EXERCISE REQUIREMENTS
Gather every line of the material below that contains the string "reflection" and list each of those lines in full.

## Start RECORDS FOR THIS TASK

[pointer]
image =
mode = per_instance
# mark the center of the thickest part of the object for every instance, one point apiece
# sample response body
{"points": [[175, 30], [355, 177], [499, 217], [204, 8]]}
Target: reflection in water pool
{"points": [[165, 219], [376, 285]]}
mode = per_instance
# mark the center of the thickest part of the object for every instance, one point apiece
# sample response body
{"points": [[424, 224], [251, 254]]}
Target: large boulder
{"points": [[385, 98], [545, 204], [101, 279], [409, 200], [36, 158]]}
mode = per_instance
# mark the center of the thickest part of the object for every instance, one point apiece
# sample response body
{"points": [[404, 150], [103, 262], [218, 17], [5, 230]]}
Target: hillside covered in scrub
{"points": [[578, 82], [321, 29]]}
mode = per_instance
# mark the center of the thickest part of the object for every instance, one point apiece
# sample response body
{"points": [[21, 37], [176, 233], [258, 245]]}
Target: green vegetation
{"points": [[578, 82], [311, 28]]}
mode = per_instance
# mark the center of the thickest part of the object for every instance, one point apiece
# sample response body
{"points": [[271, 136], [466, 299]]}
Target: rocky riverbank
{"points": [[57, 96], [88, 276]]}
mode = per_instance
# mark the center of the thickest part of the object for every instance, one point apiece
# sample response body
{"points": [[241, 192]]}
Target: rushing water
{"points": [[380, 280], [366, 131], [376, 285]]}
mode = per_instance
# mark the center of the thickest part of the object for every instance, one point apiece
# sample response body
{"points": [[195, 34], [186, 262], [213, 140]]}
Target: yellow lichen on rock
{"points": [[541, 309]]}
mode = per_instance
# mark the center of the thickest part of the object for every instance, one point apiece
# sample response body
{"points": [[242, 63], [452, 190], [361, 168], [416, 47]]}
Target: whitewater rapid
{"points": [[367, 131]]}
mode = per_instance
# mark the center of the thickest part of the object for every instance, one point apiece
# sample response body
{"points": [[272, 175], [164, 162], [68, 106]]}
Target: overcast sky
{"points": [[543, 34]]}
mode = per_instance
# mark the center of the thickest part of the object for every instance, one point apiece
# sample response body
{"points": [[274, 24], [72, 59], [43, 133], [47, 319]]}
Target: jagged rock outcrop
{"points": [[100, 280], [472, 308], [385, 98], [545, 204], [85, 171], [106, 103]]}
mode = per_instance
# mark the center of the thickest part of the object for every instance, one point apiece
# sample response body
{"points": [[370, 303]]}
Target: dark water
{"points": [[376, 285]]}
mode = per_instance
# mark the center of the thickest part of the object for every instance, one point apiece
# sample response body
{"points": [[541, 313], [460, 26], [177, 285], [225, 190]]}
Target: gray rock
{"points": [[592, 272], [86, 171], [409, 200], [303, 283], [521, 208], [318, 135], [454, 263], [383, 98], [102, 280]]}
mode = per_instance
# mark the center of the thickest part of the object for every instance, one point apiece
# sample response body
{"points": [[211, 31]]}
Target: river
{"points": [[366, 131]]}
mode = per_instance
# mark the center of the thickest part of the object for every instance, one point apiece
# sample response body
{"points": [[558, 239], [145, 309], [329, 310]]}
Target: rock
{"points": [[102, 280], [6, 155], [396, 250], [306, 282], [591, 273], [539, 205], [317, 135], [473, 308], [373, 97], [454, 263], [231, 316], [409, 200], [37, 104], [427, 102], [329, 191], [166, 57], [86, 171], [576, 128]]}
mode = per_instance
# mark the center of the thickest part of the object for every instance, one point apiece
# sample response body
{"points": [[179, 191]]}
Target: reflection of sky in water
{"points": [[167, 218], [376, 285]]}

## End RECORDS FOR THIS TASK

FULL ANSWER
Target: reflection in water pool
Target: reflection of sky in water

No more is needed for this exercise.